### Passage provided

***

When a company is shopping for materials, there’s no catalog of B2B merchants like there is for consumer goods — a company’s needs are too specific and often too large for consumer-type platforms to be successful.
wherEX Co-Founder and Head of Growth Benjamin Garcia said eSourcing, however, “has really taken off … because we give the ability to these companies to do specific quoting of their products and services. Whatever they need is what is quoted, and the suppliers then come and bid for it.”
Garcia said in an interview with PYMNTS, though, that there’s currently “a lot of pain in going through the payment process” in eSourcing. Ninety-nine percent of B2B payments in Latin America, where whereEX does most of its business, happen electronically between the bank accounts of the purchaser and the buyer.
“But there’s a huge opportunity to bring payments on the platform to a very simple buy now, pay later [(BNPL)] interface for the B2B world,” Garcia told PYMNTS.
Supply chain finance is very underpenetrated in the markets that wherEX works, he said, “and so making it easy for them to pay through our software and then adding on the edge that they can get some financing and some days to pay that transaction is super attractive now.”
WherEX has about $800 million worth of transactions flowing through its platform annually, but by the end of this year, the company hopes to reach more than $1 billion, Garcia said. Currently, however, supplier bidding to clients happens on a separate track from payments so that transfers can be made between bank accounts. The goal is to introduce a BNPL-type financing tool in the coming months, which will be “just a huge value-add of services.”
“Once you notice that suppliers are getting paid faster, they’re getting more transparency on when they’re getting paid … it’ll be just a really strong accelerator for more suppliers getting on board and therefore more clients getting on board,” Garcia said.
Transparency, he added, is one of the biggest value-adds as suppliers often don’t know when they’ll be paid after selling products, “so that’s what we’re looking at in terms of how we’re growing our product.”
Expanded Horizons
WherEX started in 2016 in Chile’s salmon industry, which is the second-biggest export for the country after copper. Garcia said that at the time, salmon companies had 300 to 500 providers they would go to for products despite “tons of suppliers that wanted to sell to these companies.” Garcia and his co-founder put together whereEX with 2,000 suppliers for five salmon companies as a minimum viable product. By the end of the first year, 60 percent of Chile’s salmon companies used the platform.
“We started to find savings, we started to find better payment terms,” Garcia told PYMNTS. “We found better quality, better lead time in terms of delivery, and, at the end of the day, better provider service.”
Since then, wherEX has expanded to nearly every industry in Chile, as well as into Peru, Mexico and Colombia amidst a pandemic-driven acceleration in digital adoption. Since the pandemic began, Garcia said wherEX’s business has grown by about 220 percent “just because of this need for procurement teams to digitize.”
See also: WherEx Notches $7M Series A Funding To Grow Across US, LatAm
With $7 million of Series A funding closed last week, the company intends to continue its Latin American expansion and extend into the U.S. next year. Many of the companies wherEX serves in Mexico have been asking the platform to cross into the States, he said, “and so it’s very organic growth. We’re expanding with the same customer base and just creating that network of suppliers in the U.S. to service these companies.”

***

### Supplied entries
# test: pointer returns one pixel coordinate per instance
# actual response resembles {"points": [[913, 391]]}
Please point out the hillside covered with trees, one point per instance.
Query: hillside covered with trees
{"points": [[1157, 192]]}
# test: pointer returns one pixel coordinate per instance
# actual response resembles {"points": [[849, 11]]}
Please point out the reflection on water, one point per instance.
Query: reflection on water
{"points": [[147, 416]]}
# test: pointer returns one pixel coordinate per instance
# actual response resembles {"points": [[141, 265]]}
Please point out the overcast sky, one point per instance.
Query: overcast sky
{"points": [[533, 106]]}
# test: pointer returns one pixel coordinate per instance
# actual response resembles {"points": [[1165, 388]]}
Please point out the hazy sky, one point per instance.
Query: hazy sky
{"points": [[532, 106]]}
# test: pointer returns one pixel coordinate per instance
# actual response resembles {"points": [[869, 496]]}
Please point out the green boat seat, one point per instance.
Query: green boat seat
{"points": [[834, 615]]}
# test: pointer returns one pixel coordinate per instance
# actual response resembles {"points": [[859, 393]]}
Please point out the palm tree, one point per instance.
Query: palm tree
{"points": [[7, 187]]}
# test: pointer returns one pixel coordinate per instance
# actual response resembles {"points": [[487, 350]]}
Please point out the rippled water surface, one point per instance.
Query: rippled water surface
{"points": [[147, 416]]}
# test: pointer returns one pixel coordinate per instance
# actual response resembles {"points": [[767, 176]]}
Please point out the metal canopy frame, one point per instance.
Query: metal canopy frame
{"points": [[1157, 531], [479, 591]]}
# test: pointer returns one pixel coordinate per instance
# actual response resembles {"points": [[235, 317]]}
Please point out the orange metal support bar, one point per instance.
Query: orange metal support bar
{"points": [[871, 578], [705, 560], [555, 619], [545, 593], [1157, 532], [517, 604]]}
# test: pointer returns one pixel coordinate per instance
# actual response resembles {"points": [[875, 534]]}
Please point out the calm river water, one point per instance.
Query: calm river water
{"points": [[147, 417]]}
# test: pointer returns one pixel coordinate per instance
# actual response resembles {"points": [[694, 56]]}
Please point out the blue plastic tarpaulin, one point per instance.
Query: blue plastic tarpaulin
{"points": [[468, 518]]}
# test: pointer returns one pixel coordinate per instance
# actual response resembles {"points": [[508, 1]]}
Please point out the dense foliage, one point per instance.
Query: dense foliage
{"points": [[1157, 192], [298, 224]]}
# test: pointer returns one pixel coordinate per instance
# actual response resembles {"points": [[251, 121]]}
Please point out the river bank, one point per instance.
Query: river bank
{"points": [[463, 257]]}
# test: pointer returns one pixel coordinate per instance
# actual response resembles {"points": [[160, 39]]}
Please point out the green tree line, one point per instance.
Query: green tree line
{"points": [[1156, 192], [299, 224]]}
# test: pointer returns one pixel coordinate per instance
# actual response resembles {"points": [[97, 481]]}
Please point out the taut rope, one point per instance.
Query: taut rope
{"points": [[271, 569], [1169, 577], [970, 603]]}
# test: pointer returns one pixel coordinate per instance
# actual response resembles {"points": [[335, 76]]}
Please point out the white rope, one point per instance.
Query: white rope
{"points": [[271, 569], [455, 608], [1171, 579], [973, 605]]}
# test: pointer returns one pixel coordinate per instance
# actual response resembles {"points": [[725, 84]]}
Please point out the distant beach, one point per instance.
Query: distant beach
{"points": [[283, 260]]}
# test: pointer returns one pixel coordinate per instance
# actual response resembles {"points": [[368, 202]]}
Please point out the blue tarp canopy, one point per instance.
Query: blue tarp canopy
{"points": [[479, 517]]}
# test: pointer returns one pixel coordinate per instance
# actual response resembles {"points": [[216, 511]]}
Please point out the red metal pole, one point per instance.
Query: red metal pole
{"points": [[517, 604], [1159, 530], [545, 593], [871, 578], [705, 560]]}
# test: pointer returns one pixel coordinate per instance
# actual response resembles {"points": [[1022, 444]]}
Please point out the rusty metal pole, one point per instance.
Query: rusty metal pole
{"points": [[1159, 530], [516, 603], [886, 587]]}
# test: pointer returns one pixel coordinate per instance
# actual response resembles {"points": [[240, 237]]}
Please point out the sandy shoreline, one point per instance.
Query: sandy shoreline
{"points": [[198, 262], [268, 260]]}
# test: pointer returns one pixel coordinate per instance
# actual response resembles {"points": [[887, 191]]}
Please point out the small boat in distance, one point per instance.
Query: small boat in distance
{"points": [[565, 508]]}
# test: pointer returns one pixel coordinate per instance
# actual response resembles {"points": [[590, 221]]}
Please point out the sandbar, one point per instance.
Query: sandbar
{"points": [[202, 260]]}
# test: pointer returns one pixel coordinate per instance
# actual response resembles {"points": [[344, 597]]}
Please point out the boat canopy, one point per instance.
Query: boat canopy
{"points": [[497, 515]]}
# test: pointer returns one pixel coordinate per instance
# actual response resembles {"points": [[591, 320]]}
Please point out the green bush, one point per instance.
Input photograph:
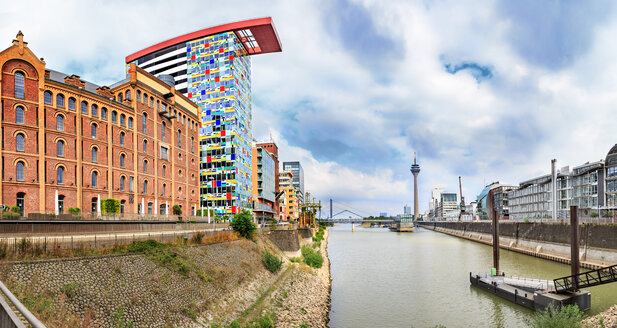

***

### Exercise requirements
Please reproduce, word for word, the part of the wherEX article between "When a company" and "and the buyer.", inclusive.

### Solution for this problem
When a company is shopping for materials, there’s no catalog of B2B merchants like there is for consumer goods — a company’s needs are too specific and often too large for consumer-type platforms to be successful.
wherEX Co-Founder and Head of Growth Benjamin Garcia said eSourcing, however, “has really taken off … because we give the ability to these companies to do specific quoting of their products and services. Whatever they need is what is quoted, and the suppliers then come and bid for it.”
Garcia said in an interview with PYMNTS, though, that there’s currently “a lot of pain in going through the payment process” in eSourcing. Ninety-nine percent of B2B payments in Latin America, where whereEX does most of its business, happen electronically between the bank accounts of the purchaser and the buyer.